● **原文节选**:
If you want to use a language model, add +criterion.wer_args='[/path/to/kenlm, /path/to/lexicon, 2, -1]' to the command line.

基本结论:例子可以跑起来,但是问题不少

Notes:需要重点说明几点:

1.网上下载的预训练模型是经过CTC预训练的版本,因此不能用官方的向导加载。!!!!!重要!!!!!

2.正确运行需要魔改代码,在参数解析阶段ast存在严重问题。

2.1 准备数据

按照向导的例子创建数据集,finetuning好像使用dev-other数据集,需要用脚本创建train.tsv,train.ltrd等文件,没有就手动创建

#声明变量 ,标准例子
split=train
$ python ~/Documents/workspace/fairseq/examples/wav2vec/libri_labels.py ~/Documents/Projects/Fairseq/Corpus/BSTPlan1 --output-dir ~/Documents/Projects/Fairseq/Corpus/BSTPlan1 --output-name $split
#经过魔改之后的安装路径无关的例子
#创建train.tsv
$ python -m fairseq.examples.wav2vec.libri_labels ~/Documents/Projects/Fairseq/Corpus/BSTPlan1/train.tsv --output-dir ~/Documents/Projects/Fairseq/Corpus/BSTPlan1 --output-name train
#创建train.tltr
$ python -m fairseq.examples.wav2vec.libri_labels /data/Cache/SLR12/train.tsv --output-dir ~/Documents/Projects/Fairseq/Corpus/SLR21 --output-name train

2.2 微调模型

正确可用的微调脚本:

#Fine-tuning on 100h of Librispeech with letter targets: 
#There are other config files in the config/finetuning directory that can be used to fine-tune on other splits.

● **任务目标 1**: 请把wav2vec微调笔记中从“If you want”起到“2.正确运行需要魔改代码,在参数解析阶段ast存在严重问题。”为止的那一段一字不差地照录下来。
● **任务目标 2**: 紧接wav2vec微调笔记的最后一句，续写这份笔记。

● **原始数据**:
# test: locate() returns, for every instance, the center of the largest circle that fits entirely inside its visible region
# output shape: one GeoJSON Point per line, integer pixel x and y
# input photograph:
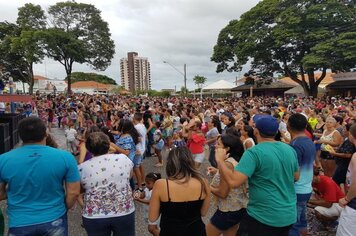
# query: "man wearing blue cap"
{"type": "Point", "coordinates": [271, 168]}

● **练习输出 1**:
If you want to use a language model, add +criterion.wer_args='[/path/to/kenlm, /path/to/lexicon, 2, -1]' to the command line.

基本结论:例子可以跑起来,但是问题不少

Notes:需要重点说明几点:

1.网上下载的预训练模型是经过CTC预训练的版本,因此不能用官方的向导加载。!!!!!重要!!!!!

2.正确运行需要魔改代码,在参数解析阶段ast存在严重问题。

● **练习输出 2**:
$ CUDA_VISIBLE_DEVICES=2  fairseq-hydra-train   task.data=/data/Cache/SLR12/dev-other/ \
    common.tensorboard_logdir=~/Documents/Projects/Fairseq/tensorboard \
    model.w2v_path=~/Documents/Research/fairseq/model/wav2vec_vox_960h_pl.pt.zip \
    distributed_training.distributed_world_size=1 optimization.update_freq=[24] \
    distributed_training.device_id=2 \
    --config-dir ~/Documents/workspace/fairseq/examples/wav2vec/config/finetuning \
    --config-name vox_960h
#参数说明
#task.data 数据目录
#common.tensorboard_logdir 启用Tensorboard谁用谁知道
#model.w2v_path 预训练模型的路径
#CUDA_VISIBLE_DEVICES=2 见Bug说明,3090和2080Ti的问题
#optimization.update_freq=[24]  这里是[24]而不是'[24]',当然魔改后'[24]'应该也没问题

NOTES:以下bug调试过程可能存在各种过程性bug,正确脚本可能根本不出现

Bug 1: 数据参数传递问题

问题表现:

Traceback (most recent call last):
  File "~/anaconda3/envs/lSrv09/lib/python3.9/site-packages/fairseq_cli/hydra_train.py", line 38, in hydra_main
    distributed_utils.call_main(cfg, pre_main)
  File "~/anaconda3/envs/lSrv09/lib/python3.9/site-packages/fairseq/distributed_utils.py", line 334, in call_main
    main(cfg, **kwargs)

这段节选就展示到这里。